■ Extract to read
80. The Manager and Forests NSW's services are also consistent with general silvicultural practices. They are of the type ordinarily found in afforestation ventures that would commonly be said to be businesses. While the size of a FRI is relatively small, it is of a size and scale to allow it to be commercially viable.
81. The Grower's degree of control over the Manager as evidenced by the Forestry Management Agreement, and supplemented by the Corporations Act, is sufficient. During the term of the Project the Manager will provide the Grower with regular progress reports on the Grower's FRI and the activities carried out on the Grower's behalf. Growers are able to terminate arrangements with the Manager in certain instances, such as cases of default or neglect.
82. The afforestation activities, and hence the fees associated with their procurement, are consistent with an intention to commence regular activities that have an 'air of permanence' about them. For the purposes of this Ruling, the Growers' afforestation activities in the AFM 2005 Softwood Project will constitute the carrying on of a business.
The Simplified Tax System
Division 328
83. Subdivision 328-F sets out the eligibility requirements that a Grower must satisfy in order to enter the STS and Subdivision 328-G sets out the rules for entering and leaving the STS.
84. The question of whether a Grower is eligible to be an 'STS taxpayer' is outside the scope of this Product Ruling. Therefore, any Grower who relies on those parts of this Ruling that refer to the STS will be assumed to have correctly determined whether or not they are eligible to be an 'STS taxpayer'.
Deductibility of fees for Initial Establishment Services
Section 8-1
85. Consideration of whether the fee for Initial Establishment Services are deductible under section 8-1 begins with the first limb of the section. This view proceeds on the following basis:
- •
- the outgoing in question must have a sufficient connection with the operations or activities that directly gain or produce the taxpayer's assessable income;
- •
- the outgoings are not deductible under the second limb if they are incurred when the business has not commenced; and
- •
- where all that happens in a year of income is that a taxpayer is contractually committed to a venture that may not turn out to be a business, there can be doubt about whether the relevant business has commenced, and hence, whether the second limb applies. However, that does not preclude the application of the first limb in determining whether the outgoing in question has a sufficient connection with activities to produce assessable income.
86. The fees for Initial Establishment Services associated with the afforestation activities will relate to the gaining of income from the Grower's business of afforestation (see above), and hence have a sufficient connection to the operations by which income (from the harvesting and sale of plantation produce) is to be gained from this business. They will thus be deductible under the first limb of section 8-1. Further, no 'non-income producing' purpose in incurring the fee is identifiable from the arrangement. The fee appears to be reasonable. There is no capital component of the fee for Initial Establishment Services. The tests of deductibility under the first limb of section 8-1 are met. The exclusions do not apply.

■ Prompt 1
Print the passage of the tax ruling extract that opens with the words containing "82. The afforestation" and closes with "of a business.".
■ Prompt 2
Name every Division, Subdivision and section number that the tax ruling extract cites.
■ Prompt 3
Resume the tax ruling extract on afforestation fees at the point where it stops.

Region annotation items
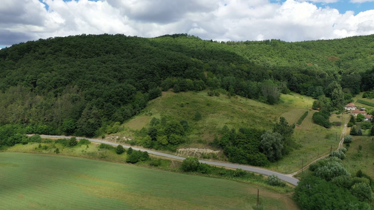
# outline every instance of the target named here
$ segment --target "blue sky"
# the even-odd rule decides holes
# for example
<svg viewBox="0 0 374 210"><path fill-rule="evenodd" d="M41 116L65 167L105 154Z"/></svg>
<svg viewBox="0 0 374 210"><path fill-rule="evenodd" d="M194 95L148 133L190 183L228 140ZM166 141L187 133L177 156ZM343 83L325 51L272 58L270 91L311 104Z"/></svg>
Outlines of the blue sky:
<svg viewBox="0 0 374 210"><path fill-rule="evenodd" d="M0 0L0 48L82 34L287 41L374 34L374 0L44 0L47 12L43 0Z"/></svg>

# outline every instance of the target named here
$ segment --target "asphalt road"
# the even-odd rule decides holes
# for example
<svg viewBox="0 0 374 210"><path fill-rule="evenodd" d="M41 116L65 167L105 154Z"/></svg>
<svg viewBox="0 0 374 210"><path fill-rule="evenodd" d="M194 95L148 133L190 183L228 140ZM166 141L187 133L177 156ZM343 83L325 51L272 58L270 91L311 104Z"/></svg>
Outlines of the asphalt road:
<svg viewBox="0 0 374 210"><path fill-rule="evenodd" d="M27 135L28 136L31 136L32 135ZM44 138L58 138L60 139L70 139L71 138L70 136L49 136L47 135L40 135L40 136ZM83 138L81 137L76 137L77 139L88 139L90 141L104 143L107 144L109 144L112 145L113 146L118 146L119 144L118 143L115 143L111 142L107 142L106 141L103 141L102 140L98 140L97 139L89 139L88 138ZM125 148L129 148L130 147L129 146L127 146L126 145L121 145L123 147ZM169 158L173 158L175 159L177 159L179 160L184 160L186 158L183 157L181 157L180 156L177 156L177 155L169 155L169 154L166 154L165 153L163 153L162 152L156 152L155 151L152 151L151 150L148 150L147 149L141 149L140 148L137 148L136 147L134 147L132 146L132 148L135 150L140 150L141 151L146 151L148 153L151 154L153 154L154 155L159 155L160 156L163 156L165 157L167 157ZM261 168L258 168L257 167L252 167L251 166L245 166L243 165L239 165L237 164L233 164L232 163L220 163L219 162L214 162L213 161L208 161L206 160L199 160L199 161L200 163L207 163L210 165L213 165L214 166L223 166L226 167L229 167L230 168L233 168L234 169L242 169L243 170L245 170L246 171L248 171L249 172L254 172L255 173L258 173L266 175L269 175L272 174L273 174L276 175L279 177L279 179L283 180L285 182L286 182L292 185L297 185L297 182L299 181L299 180L293 177L292 176L276 172L273 172L273 171L271 171L270 170L268 170L264 169L262 169Z"/></svg>

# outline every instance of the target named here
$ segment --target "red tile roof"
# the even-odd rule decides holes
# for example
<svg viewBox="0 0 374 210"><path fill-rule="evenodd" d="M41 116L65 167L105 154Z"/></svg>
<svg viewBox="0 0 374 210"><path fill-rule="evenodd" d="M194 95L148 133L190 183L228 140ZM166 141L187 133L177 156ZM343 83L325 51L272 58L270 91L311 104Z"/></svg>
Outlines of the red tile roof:
<svg viewBox="0 0 374 210"><path fill-rule="evenodd" d="M348 104L347 105L346 105L344 107L355 107L356 105L353 103L351 103L350 104Z"/></svg>
<svg viewBox="0 0 374 210"><path fill-rule="evenodd" d="M355 109L352 113L354 114L366 114L366 111L361 111L358 109Z"/></svg>

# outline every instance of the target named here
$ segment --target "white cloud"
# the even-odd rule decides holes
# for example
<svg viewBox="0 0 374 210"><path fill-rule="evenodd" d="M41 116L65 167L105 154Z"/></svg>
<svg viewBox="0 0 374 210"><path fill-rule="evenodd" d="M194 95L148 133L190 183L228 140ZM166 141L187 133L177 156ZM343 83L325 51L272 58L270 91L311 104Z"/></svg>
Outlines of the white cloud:
<svg viewBox="0 0 374 210"><path fill-rule="evenodd" d="M43 0L48 11L38 0L2 0L0 45L83 33L187 33L208 40L287 41L374 34L374 10L341 14L310 1Z"/></svg>
<svg viewBox="0 0 374 210"><path fill-rule="evenodd" d="M349 1L352 3L364 3L369 1L374 1L374 0L350 0Z"/></svg>

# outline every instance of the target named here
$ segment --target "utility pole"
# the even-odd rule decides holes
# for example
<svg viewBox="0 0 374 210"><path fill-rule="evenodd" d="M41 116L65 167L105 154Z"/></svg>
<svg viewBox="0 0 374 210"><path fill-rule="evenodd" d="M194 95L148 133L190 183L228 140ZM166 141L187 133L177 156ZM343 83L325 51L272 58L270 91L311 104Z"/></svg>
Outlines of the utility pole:
<svg viewBox="0 0 374 210"><path fill-rule="evenodd" d="M303 174L303 168L304 167L304 166L303 166L303 161L304 161L304 159L301 159L301 174Z"/></svg>
<svg viewBox="0 0 374 210"><path fill-rule="evenodd" d="M257 188L257 206L258 206L260 205L260 197L258 197L258 188Z"/></svg>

■ Answer 1
82. The afforestation activities, and hence the fees associated with their procurement, are consistent with an intention to commence regular activities that have an 'air of permanence' about them. For the purposes of this Ruling, the Growers' afforestation activities in the AFM 2005 Softwood Project will constitute the carrying on of a business.

■ Answer 2
Division 328
Subdivision 328-F
Subdivision 328-G
section 8-1

■ Answer 3
Prepayment provisions
Sections 82KZL to 82KZMG
87. The prepayment provisions contained in Subdivision H of Division 3 of Part III of the ITAA 1936 affect the timing of deductions for certain prepaid expenditure. These provisions apply to certain expenditure incurred under an agreement in return for the doing of a thing under the agreement (for example, the performance of management services or the leasing of land) that will not be wholly done within the same year of income as the year in which the expenditure is incurred. If expenditure is incurred to cover the provision of services to be provided within the same year, then it is not expenditure to which the prepayment rules apply.
88. For this Project, only section 82KZL (an interpretive provision) and sections 82KZME, 82KZMF and 82KZMG are relevant. Subject to section 82KZMG, if the requirements of sections 82KZME and 82KZMF are met, taxpayers determine deductions for prepaid expenditure under section 82KZMF using the formula in subsection 82KZMF(1). These provisions also apply to 'STS taxpayers' because there is no specific exclusion contained in section 82KZME that excludes them from the operation of section 82KZMF.
Sections 82KZME and 82KZMF
89. Other than expenditure deductible under section 82KZMG, if the requirements of subsections 82KZME(2) and (3) are met, the formula in subsection 82KZMF(1) (see below) will apply to apportion expenditure that is otherwise deductible under section 8-1 of the ITAA 1997. The requirements of subsection 82KZME(2) will be met if expenditure is incurred by a taxpayer in return for the doing of a thing that is not to be wholly done within the year the expenditure is made. The year in which such expenditure is incurred is called the 'expenditure year' (subsection 82KZME(1)).
90. The requirements of subsection 82KZME(3) will be met where the agreement (or arrangement) has the following characteristics:
- •
- the taxpayer's allowable deductions under the agreement for the 'expenditure year' exceed any assessable income attributable to the agreement for that year; and
- •
- the taxpayer does not have effective day to day control over the operation of the agreement. That is, the significant aspects of the arrangement are managed by someone other than the taxpayer; and
- •
- either :
- a)
- there is more than one participant in the agreement in the same capacity as the taxpayer; or
- b)
- the person who promotes, arranges or manages the agreement (or an associate of that person) promotes similar agreements for other taxpayers.
91. For the purpose of these provisions, the agreement includes all activities that relate to the agreement (subsection 82KZME(4)). This has particular relevance for a Grower in this Project who, in order to participate in the Project may borrow funds from a financier other than Arrow Funding. Although undertaken with an unrelated party, that financing would be an element of the arrangement. The funds borrowed and the resulting interest deduction are directly related to the activities under the arrangement. If a Grower prepays interest under such financing arrangements, the deductions allowable will be subject to apportionment under section 82KZMF.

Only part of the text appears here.